◆ **Given problem**
Beginning with the line where "the tree bark" appears, restate the lines word for word through the last one in the listing.

>> BEGIN Information supplied

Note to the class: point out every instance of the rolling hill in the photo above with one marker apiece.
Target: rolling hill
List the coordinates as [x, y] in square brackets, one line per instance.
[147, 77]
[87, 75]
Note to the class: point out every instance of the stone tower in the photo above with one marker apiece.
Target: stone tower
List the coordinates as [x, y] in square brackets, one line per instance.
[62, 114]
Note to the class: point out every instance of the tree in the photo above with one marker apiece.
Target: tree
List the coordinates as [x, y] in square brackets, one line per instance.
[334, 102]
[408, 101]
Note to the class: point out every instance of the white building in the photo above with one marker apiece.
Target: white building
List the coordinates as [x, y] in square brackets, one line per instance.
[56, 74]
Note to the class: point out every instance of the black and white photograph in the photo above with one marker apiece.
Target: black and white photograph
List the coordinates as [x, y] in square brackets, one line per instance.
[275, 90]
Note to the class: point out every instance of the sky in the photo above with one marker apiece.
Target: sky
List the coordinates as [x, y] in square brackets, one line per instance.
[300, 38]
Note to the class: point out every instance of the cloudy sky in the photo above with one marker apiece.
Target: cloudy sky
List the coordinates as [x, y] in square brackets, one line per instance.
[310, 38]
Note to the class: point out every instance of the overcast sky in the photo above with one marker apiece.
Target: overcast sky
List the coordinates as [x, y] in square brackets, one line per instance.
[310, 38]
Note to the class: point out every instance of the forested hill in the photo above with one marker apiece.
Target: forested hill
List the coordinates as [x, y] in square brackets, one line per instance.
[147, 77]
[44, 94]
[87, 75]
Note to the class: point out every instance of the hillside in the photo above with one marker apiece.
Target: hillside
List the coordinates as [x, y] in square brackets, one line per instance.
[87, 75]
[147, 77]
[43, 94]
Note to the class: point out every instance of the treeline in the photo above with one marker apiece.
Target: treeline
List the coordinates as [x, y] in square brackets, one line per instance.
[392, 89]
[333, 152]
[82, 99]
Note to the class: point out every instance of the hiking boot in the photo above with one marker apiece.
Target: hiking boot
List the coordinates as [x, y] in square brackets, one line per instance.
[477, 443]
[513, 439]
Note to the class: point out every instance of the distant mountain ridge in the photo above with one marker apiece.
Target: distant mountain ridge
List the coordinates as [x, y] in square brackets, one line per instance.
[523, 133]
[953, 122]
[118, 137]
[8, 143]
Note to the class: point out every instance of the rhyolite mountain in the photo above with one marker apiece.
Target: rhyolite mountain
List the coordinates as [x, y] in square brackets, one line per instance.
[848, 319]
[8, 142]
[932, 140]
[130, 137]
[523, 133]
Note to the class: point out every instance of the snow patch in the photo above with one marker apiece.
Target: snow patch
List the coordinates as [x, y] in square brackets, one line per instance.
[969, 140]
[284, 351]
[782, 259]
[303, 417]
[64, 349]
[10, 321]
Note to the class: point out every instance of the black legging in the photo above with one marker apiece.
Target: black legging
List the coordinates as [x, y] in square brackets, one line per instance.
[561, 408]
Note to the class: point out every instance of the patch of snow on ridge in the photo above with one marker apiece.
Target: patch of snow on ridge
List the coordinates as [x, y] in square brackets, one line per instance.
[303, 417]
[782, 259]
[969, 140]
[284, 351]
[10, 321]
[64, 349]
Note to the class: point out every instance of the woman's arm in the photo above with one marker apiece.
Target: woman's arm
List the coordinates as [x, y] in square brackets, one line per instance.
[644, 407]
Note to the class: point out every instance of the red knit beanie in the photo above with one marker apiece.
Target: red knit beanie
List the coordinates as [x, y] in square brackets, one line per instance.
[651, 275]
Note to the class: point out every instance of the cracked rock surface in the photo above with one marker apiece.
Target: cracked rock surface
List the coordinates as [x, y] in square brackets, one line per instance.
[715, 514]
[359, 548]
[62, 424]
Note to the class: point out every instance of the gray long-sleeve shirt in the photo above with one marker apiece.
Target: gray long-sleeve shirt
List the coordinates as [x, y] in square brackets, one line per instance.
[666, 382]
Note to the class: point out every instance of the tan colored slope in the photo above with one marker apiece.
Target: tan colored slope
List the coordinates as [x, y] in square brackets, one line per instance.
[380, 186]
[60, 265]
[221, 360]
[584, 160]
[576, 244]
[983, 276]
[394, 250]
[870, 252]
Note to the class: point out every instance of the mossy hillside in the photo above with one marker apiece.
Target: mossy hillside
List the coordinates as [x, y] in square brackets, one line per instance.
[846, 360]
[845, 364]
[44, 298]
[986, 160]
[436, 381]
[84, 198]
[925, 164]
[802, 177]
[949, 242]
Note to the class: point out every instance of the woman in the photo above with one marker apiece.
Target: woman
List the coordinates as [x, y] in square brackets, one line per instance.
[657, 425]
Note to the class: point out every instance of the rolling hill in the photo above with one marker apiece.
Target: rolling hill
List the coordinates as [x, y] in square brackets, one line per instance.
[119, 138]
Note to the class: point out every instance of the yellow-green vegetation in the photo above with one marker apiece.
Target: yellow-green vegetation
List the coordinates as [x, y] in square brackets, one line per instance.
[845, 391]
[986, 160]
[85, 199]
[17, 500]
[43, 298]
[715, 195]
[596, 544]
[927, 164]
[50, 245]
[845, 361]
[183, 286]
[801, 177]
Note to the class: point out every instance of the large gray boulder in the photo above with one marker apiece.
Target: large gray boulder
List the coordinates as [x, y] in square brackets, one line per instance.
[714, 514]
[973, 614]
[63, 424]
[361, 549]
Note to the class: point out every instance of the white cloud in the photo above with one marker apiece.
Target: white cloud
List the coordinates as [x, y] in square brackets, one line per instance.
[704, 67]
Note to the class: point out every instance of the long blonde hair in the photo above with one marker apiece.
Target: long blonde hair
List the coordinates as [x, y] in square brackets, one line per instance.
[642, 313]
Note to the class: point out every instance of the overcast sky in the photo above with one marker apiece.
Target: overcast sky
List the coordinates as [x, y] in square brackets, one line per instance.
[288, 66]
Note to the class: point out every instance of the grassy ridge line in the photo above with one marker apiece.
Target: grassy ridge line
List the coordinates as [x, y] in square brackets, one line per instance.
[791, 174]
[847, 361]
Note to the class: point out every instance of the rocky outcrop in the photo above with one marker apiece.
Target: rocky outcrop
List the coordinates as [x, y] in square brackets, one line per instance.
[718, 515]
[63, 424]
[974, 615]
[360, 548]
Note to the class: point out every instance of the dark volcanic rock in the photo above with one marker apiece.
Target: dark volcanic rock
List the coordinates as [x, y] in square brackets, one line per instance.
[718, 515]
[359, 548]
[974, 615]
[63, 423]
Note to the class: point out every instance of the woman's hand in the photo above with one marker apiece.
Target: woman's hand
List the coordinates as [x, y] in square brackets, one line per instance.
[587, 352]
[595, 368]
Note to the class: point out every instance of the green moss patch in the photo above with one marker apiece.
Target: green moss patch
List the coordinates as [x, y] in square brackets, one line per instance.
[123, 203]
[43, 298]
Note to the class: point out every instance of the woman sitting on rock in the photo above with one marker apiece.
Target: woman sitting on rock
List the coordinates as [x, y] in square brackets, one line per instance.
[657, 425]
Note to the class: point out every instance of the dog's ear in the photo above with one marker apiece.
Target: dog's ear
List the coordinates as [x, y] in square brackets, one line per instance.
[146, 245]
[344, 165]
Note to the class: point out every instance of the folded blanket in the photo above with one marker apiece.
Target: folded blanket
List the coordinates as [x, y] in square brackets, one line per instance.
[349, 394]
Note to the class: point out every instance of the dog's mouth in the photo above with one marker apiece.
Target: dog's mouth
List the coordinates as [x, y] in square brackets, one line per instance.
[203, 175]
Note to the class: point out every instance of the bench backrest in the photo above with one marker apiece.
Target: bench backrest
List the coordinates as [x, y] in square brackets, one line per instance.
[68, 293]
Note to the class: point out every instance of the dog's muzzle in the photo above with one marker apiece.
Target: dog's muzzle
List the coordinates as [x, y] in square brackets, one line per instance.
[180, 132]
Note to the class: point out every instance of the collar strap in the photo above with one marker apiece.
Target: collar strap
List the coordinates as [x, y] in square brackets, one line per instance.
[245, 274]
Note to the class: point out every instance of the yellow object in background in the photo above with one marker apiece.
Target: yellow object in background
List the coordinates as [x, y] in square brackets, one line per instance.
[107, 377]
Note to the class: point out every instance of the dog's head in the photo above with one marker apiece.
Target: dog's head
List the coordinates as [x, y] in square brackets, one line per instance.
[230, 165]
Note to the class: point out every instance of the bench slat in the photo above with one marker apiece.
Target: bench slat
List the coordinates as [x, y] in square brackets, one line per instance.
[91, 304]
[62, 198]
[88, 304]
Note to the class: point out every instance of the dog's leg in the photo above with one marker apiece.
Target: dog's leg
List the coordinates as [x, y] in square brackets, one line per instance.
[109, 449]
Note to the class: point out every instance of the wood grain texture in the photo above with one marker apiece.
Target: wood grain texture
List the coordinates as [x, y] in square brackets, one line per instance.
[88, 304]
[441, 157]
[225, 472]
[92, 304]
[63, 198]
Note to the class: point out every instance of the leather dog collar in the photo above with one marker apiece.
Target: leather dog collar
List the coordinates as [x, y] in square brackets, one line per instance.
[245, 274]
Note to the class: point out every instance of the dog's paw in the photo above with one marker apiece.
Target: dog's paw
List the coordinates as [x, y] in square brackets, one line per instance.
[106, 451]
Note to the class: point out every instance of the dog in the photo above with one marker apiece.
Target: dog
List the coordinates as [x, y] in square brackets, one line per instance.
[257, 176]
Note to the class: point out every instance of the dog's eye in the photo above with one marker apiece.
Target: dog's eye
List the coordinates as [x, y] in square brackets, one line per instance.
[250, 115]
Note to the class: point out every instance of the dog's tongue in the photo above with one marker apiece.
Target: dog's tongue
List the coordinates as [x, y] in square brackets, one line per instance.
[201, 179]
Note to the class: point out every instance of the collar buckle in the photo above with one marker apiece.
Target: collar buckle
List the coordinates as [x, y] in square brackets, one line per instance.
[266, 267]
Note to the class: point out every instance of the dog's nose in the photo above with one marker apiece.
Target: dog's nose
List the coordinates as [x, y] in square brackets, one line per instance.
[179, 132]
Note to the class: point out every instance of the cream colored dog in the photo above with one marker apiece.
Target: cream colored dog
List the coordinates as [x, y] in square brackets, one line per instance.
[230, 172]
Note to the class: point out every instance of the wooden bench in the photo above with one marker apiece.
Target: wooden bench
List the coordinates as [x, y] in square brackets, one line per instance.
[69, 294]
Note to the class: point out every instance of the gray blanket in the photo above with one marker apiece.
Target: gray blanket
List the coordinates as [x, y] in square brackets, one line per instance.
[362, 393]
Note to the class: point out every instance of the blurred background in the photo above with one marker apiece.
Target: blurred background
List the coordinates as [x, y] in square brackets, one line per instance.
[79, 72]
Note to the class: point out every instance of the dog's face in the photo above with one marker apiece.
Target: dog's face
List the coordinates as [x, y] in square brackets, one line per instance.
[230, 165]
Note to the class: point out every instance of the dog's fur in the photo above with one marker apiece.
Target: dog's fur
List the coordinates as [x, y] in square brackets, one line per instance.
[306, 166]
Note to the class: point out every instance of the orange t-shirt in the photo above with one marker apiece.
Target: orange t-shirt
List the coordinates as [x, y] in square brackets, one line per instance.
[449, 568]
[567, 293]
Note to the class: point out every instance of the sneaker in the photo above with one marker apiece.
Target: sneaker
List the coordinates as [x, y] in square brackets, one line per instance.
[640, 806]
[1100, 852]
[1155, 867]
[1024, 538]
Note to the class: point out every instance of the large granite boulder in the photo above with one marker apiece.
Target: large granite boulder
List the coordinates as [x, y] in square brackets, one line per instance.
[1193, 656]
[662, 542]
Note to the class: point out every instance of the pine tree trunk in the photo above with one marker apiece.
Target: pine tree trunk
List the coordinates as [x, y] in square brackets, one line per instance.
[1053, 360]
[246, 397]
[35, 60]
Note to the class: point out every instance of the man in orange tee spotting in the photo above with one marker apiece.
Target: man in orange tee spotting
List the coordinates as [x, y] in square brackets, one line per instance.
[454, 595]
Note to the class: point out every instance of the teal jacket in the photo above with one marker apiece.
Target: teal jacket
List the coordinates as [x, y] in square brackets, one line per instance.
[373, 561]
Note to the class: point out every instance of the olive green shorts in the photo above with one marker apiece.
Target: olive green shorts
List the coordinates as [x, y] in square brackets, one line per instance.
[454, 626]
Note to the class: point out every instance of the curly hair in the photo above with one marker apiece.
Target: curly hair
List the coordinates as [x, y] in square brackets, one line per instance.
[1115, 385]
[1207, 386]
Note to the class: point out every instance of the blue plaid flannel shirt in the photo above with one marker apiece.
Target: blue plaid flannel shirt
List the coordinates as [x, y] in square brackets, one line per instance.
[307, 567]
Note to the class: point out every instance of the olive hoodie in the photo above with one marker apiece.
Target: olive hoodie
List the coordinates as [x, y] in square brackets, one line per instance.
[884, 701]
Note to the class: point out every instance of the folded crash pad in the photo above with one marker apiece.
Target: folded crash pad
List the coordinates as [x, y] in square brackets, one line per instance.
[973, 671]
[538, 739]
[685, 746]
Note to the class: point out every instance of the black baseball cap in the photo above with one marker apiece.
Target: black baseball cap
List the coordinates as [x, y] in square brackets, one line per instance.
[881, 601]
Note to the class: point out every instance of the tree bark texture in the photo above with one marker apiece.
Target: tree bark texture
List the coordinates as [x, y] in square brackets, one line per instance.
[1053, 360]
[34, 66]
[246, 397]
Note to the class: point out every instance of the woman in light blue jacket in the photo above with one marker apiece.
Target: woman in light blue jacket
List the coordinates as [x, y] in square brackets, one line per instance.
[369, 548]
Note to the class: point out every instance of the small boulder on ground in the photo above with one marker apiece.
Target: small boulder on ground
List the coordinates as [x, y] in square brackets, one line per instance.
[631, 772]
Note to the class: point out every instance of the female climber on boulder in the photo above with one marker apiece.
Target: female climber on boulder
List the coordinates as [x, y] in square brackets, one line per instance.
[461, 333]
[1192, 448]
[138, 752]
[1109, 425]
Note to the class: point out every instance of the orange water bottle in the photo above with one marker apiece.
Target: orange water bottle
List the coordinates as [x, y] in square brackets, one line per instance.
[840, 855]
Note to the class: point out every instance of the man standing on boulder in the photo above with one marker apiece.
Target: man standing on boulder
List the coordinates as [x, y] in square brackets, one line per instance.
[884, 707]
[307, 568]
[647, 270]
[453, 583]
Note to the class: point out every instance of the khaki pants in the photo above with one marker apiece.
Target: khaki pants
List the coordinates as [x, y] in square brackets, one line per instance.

>> END Information supplied

◆ **Result of this task**
Note to the class: point out every instance of the tree bark texture in the photo above with one marker apiece.
Target: tree bark texture
List the coordinates as [x, y] in square brackets, one line per instance.
[1053, 360]
[34, 66]
[246, 397]
Note to the class: point out every instance of the woman in light blue jacket in the photo above with one marker apiece.
Target: woman in light blue jacket
List the coordinates as [x, y] in square brackets, one line per instance.
[369, 548]
Note to the class: point out every instance of the small boulder on ground in the photo above with one marker apiece.
Target: small boulder on ground
List the coordinates as [x, y] in square brackets, one line per instance.
[631, 772]
Note to the class: point out every instance of the female climber on boulder in the photo above with one marker apiece.
Target: female climber on boulder
List the coordinates as [x, y] in square brackets, one line per instance.
[461, 333]
[1192, 448]
[138, 752]
[1109, 425]
Note to the class: point out every instance of the orange water bottle in the photo above with one marker apiece.
Target: orange water bottle
List the coordinates as [x, y] in square brackets, one line per instance.
[840, 855]
Note to the class: point out every instance of the man standing on boulder in the photo above with one marker apiece.
Target: man standing on boulder
List the coordinates as [x, y] in square brackets, one line per instance.
[884, 707]
[307, 568]
[647, 270]
[453, 583]
Note to the class: point out every instance of the khaki pants in the photo above with one marker apiece.
Target: khaki pants
List the coordinates as [x, y] in square brackets, one line per instance.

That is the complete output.